__Job__
Produce a verbatim transcription of the records below, beginning at the line containing "For each instance of the nose wheel" and ending at the final line; include only those lines.
### Data
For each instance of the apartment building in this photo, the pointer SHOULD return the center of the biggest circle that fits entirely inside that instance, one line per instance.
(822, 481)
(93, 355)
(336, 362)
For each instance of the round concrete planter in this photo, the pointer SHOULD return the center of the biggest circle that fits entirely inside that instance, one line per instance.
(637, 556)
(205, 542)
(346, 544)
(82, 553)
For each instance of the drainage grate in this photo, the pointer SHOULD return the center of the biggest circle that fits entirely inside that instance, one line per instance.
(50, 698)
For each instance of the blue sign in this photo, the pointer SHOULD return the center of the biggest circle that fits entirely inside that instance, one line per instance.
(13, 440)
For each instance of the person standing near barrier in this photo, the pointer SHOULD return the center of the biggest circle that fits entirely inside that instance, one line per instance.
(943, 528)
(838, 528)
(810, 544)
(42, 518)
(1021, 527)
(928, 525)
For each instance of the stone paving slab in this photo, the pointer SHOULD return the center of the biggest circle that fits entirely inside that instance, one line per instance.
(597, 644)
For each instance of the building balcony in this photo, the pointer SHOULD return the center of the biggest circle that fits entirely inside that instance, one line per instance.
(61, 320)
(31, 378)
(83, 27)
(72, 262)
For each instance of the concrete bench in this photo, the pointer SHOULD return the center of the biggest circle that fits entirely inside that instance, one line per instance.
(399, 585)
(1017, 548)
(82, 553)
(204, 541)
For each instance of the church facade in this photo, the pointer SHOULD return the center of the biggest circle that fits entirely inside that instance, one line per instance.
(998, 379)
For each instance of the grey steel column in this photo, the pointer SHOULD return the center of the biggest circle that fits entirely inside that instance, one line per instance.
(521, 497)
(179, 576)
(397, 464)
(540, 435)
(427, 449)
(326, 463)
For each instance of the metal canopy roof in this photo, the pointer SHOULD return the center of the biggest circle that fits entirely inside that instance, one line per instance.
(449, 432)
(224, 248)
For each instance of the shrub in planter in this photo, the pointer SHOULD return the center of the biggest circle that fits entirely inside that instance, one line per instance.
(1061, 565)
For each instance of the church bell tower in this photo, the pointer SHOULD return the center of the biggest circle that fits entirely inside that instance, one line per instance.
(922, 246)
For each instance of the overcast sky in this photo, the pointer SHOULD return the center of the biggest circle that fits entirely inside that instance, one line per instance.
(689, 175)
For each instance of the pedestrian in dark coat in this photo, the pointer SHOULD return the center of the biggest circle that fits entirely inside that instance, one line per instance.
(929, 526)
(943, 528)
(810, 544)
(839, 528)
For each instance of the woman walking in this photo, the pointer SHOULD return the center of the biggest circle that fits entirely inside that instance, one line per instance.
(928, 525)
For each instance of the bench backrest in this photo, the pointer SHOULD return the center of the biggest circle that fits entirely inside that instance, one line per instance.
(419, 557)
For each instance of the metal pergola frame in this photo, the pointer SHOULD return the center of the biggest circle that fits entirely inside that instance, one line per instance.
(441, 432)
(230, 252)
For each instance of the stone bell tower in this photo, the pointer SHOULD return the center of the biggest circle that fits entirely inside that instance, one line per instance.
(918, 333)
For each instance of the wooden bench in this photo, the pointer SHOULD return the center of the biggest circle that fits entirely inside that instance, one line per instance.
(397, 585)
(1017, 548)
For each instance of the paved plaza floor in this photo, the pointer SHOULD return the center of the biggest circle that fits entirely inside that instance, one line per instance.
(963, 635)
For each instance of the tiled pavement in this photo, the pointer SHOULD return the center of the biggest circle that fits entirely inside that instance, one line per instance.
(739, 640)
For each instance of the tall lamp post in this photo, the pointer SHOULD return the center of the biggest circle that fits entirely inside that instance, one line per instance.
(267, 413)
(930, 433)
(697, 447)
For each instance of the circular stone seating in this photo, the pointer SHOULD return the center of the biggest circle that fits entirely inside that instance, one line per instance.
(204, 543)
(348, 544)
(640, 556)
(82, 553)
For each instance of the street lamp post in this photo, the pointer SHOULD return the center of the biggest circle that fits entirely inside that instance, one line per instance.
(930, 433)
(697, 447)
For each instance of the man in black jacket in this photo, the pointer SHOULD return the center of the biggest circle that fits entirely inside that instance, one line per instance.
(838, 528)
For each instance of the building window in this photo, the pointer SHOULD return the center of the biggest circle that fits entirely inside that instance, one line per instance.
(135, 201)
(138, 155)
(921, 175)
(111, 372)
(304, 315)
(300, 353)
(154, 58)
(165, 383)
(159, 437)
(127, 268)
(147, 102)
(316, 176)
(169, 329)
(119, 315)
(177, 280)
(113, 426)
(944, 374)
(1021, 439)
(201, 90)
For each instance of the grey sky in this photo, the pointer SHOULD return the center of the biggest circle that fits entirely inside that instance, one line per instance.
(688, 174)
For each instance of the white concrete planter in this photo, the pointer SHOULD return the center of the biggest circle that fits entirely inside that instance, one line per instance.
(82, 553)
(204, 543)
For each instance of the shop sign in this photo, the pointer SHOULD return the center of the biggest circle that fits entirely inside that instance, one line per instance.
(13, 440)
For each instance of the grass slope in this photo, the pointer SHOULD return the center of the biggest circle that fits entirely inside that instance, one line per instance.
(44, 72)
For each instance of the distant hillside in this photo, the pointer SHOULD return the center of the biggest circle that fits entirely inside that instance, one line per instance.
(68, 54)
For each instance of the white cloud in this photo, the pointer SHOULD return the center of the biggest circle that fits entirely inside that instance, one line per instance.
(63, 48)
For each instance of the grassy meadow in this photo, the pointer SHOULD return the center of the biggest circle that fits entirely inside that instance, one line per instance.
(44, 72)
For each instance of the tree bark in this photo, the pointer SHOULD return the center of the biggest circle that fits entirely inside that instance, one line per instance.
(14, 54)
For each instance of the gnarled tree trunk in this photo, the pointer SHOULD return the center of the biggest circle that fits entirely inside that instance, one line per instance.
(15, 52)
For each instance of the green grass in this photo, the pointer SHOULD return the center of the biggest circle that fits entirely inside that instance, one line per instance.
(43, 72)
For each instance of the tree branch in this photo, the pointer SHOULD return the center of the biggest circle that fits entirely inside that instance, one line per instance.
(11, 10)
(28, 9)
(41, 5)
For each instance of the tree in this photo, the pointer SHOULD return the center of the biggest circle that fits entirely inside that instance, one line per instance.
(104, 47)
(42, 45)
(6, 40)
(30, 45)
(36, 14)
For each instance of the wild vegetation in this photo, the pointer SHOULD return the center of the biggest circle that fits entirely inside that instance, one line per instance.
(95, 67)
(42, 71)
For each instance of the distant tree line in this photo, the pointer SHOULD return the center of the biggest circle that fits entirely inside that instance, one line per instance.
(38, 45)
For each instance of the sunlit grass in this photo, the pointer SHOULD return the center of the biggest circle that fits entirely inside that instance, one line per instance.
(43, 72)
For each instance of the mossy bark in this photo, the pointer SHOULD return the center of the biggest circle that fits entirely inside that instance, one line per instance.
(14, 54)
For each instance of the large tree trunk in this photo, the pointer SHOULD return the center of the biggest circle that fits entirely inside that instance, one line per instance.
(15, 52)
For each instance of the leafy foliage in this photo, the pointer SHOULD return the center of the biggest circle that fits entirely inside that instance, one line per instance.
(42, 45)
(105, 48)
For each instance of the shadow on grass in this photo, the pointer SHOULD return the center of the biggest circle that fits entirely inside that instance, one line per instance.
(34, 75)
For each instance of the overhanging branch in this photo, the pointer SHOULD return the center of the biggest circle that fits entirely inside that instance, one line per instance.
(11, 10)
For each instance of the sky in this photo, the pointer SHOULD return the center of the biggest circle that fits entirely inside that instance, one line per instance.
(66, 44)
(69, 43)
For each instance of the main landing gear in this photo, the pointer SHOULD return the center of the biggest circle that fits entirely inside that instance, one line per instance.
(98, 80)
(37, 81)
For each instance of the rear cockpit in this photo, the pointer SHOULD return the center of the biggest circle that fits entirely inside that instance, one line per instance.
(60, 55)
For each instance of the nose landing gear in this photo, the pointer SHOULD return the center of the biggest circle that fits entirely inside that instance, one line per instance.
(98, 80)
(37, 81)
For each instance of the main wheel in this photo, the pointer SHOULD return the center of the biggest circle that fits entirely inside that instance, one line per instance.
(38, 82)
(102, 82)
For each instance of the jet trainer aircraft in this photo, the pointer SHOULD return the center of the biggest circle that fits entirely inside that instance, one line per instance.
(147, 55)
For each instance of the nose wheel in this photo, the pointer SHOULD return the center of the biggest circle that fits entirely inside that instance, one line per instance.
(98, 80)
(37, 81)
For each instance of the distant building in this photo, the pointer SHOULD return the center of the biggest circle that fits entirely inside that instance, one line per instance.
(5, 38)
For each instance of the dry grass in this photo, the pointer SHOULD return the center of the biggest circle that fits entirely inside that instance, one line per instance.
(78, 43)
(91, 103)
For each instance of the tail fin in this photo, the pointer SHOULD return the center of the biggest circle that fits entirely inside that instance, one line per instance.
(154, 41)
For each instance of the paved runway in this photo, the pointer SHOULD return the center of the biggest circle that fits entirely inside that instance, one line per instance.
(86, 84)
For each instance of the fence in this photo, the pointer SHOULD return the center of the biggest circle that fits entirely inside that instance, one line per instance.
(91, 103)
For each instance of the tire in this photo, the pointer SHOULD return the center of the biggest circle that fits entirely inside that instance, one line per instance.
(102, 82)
######
__Result__
For each instance of the nose wheel in this photo, the pointer SHOULD return the center of the biggest circle that fits entirely inside that instance, one line per instance.
(98, 80)
(37, 81)
For each instance of the distant building in this photo, the pointer SHOULD return the center of the biggest circle that fits entirely inside that instance, one line per instance.
(5, 38)
For each instance of the dry grass in this photo, the pointer SHOULD return the center of the biggest circle that fits entirely inside that instance, one line per instance.
(78, 43)
(91, 103)
For each instance of the tail fin in this photo, the pointer SHOULD return the center of the biggest circle that fits entirely inside that instance, one line per instance.
(154, 41)
For each instance of the paved runway in this photo, the pointer SHOULD return the center of the biggest circle that fits entirely inside that instance, one line per instance.
(86, 84)
For each instance of the fence in this photo, the pointer SHOULD return the center of the biggest circle that fits entirely inside that instance, one line per instance.
(91, 103)
For each instance of the tire in this photo, the pointer SHOULD return the center of the biggest circle that fits entirely inside that instance, one line per instance.
(102, 82)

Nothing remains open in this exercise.